> _What is needed_
Word for word, restate every entry that follows.

<<<<

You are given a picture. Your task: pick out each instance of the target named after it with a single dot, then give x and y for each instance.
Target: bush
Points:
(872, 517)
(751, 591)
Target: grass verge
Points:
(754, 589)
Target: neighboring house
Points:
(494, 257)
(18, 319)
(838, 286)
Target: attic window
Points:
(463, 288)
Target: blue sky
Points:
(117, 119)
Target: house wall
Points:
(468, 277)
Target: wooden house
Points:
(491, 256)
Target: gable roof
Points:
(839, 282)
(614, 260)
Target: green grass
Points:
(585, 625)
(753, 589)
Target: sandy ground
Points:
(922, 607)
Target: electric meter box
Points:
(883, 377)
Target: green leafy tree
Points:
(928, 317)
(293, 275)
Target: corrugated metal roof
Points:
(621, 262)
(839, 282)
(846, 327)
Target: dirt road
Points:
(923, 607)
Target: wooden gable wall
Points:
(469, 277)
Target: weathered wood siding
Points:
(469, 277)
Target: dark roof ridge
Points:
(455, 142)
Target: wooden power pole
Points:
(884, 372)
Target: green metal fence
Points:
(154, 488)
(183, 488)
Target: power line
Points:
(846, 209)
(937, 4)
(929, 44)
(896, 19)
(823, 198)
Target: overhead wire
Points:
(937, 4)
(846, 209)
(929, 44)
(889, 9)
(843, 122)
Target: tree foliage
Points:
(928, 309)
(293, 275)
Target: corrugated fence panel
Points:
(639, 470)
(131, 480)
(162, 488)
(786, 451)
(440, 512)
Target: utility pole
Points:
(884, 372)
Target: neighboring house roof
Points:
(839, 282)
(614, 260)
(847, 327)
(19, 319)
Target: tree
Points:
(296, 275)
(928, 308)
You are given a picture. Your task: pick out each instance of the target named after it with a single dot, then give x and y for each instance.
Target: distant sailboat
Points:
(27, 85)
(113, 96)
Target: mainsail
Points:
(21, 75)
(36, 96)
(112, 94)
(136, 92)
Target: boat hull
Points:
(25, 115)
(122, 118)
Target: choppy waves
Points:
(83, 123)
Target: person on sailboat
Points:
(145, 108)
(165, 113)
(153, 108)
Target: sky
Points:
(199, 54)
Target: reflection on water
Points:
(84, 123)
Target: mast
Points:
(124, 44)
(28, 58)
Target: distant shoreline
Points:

>>>>

> _Response area_
You are given a picture. Your task: pick out each instance of the target named after it with a single dot, then give x and y for each instance.
Target: bush
Points:
(872, 517)
(751, 591)
Target: grass verge
Points:
(754, 589)
Target: neighboring house
Points:
(494, 257)
(18, 319)
(838, 286)
Target: attic window
Points:
(463, 288)
Target: blue sky
Points:
(117, 119)
Target: house wall
Points:
(468, 277)
Target: wooden house
Points:
(491, 256)
Target: gable roof
Points:
(839, 282)
(614, 260)
Target: green grass
Points:
(585, 625)
(753, 589)
Target: sandy ground
Points:
(922, 607)
Target: electric meter box
Points:
(883, 377)
Target: green leafy tree
Points:
(928, 317)
(293, 275)
Target: corrugated metal roof
Points:
(621, 262)
(839, 282)
(846, 327)
Target: dirt road
Points:
(923, 607)
Target: wooden gable wall
Points:
(469, 277)
Target: weathered wood siding
Points:
(469, 277)
Target: dark roof ridge
Points:
(455, 142)
Target: wooden power pole
Points:
(884, 372)
Target: green metal fence
Points:
(154, 488)
(183, 488)
Target: power line
Points:
(846, 209)
(937, 4)
(929, 44)
(896, 19)
(823, 198)
Target: overhead wire
Points:
(937, 4)
(846, 209)
(929, 44)
(889, 9)
(843, 122)
Target: tree foliage
Points:
(928, 309)
(293, 275)
Target: corrugated fence panel
Points:
(639, 470)
(131, 480)
(162, 488)
(786, 451)
(440, 512)
Target: utility pole
Points:
(884, 372)
Target: neighboring house roof
Points:
(839, 282)
(614, 260)
(847, 327)
(19, 319)
Target: tree
Points:
(296, 275)
(928, 308)
You are given a picture. Your task: pick out each instance of the target named after it with a single dot, then give x and y for each instance.
Target: distant sailboat
Points:
(27, 85)
(113, 96)
Target: mainsail
Points:
(21, 75)
(36, 96)
(112, 94)
(136, 92)
Target: boat hull
Points:
(25, 115)
(122, 118)
Target: choppy waves
Points:
(83, 123)
Target: person on sailboat
Points:
(145, 108)
(165, 113)
(153, 108)
Target: sky
Points:
(199, 54)
Target: reflection on water
Points:
(84, 123)
Target: mast
Points:
(124, 44)
(28, 58)
Target: distant shoreline
Points:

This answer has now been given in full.